* **Records for this exercise**:

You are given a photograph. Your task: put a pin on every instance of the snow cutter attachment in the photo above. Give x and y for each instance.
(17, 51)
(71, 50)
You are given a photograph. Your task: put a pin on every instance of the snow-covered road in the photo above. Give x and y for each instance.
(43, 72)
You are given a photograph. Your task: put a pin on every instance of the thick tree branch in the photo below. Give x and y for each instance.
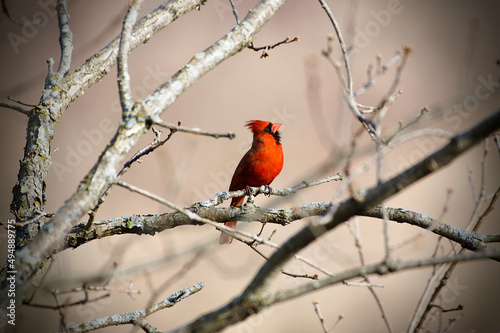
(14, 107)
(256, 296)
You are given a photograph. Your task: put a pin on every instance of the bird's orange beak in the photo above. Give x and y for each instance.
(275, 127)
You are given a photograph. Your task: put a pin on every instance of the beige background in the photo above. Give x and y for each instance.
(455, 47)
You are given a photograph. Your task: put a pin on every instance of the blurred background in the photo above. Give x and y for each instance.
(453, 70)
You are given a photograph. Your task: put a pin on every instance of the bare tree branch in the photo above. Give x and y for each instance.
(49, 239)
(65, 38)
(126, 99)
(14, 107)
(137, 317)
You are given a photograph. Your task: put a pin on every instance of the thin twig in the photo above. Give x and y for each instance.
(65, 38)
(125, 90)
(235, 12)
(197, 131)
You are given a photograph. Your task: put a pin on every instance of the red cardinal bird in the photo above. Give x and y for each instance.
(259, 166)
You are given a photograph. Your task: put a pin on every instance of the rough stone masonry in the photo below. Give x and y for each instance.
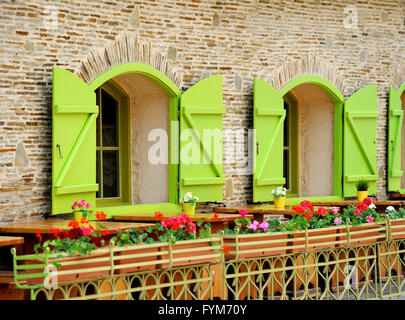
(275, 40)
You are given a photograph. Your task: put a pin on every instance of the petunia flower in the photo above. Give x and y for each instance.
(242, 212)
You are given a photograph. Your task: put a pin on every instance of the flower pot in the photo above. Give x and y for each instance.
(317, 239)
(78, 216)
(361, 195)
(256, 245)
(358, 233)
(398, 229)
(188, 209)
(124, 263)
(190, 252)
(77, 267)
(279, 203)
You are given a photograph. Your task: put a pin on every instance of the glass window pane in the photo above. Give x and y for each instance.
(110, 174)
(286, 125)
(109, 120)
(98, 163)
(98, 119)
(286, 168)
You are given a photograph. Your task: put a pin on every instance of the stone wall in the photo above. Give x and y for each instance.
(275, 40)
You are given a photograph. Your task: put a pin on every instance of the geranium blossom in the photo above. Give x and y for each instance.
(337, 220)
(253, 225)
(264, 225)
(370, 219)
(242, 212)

* **Problem requirements**:
Pictures should be left out when the records above are restated exactly.

* **Exercise response**:
You are given a photograph. Your task: put a pin on every instance of the snow cutter attachment in the photo above. Give x and y for each instance.
(17, 51)
(71, 50)
You are given a photograph. Your task: put a pin on every instance of the snow-covered road in the photo above. Give x and y for each instance.
(43, 72)
You are given a photograph. Your task: put a pin on every instance of the thick tree branch in the photo below. Give x and y for each instance.
(14, 107)
(256, 296)
You are given a photograph. Your task: put a pin on every instance of the bird's orange beak in the photo above. Give x and y for each instance.
(275, 127)
You are given a photograph. Your task: put a pin on every instance of the beige background in the photo above. Give x and y for each instance.
(455, 47)
You are given a photograph. Your task: put a pin on every instance of the blurred background in the photo above. Give x and y for each instance.
(453, 70)
You are given a photograph. Your task: put a pin on every instance of the bare tree branch in the photo above. Give x and y for each instance.
(49, 239)
(65, 38)
(126, 99)
(14, 107)
(137, 317)
You are given a photograph. Your task: put a pin on every instance of the thin twig in the photo above. Give x and y for each instance.
(65, 38)
(125, 90)
(235, 12)
(197, 131)
You are given a photograph. Your task: put a pin on every instance of the red cardinal bird in the photo above. Give x and y for each instance.
(259, 166)
You are given a photograph. Your task: put a pin on every instance of the rough stone masonry in the photo below. Give x and y for each instance.
(275, 40)
You are given a photograph. Your task: put a pin on every instance of the petunia flower in the photo above. Give x and y for each instance.
(242, 212)
You are given a photograph. Your task: put a pin on every instance of the flower pot in the photo above. Give x and y for each instance.
(317, 239)
(78, 216)
(361, 195)
(256, 245)
(358, 233)
(398, 229)
(188, 209)
(124, 263)
(190, 252)
(77, 267)
(279, 203)
You are given a photograph. Your task: put a pin on every instance of the glass window pane in the photo above. Give x and y for each instance.
(110, 174)
(286, 125)
(109, 120)
(98, 163)
(98, 119)
(286, 168)
You are given a photograph. Your task: put a pin on every instance of the stone wall in the photo above. Give x and y for each instance.
(275, 40)
You are given a photograph. Your task: put a pin on every instance of the geranium blossom in the photo above. Give x and y for each instance.
(337, 220)
(253, 225)
(264, 225)
(370, 219)
(242, 212)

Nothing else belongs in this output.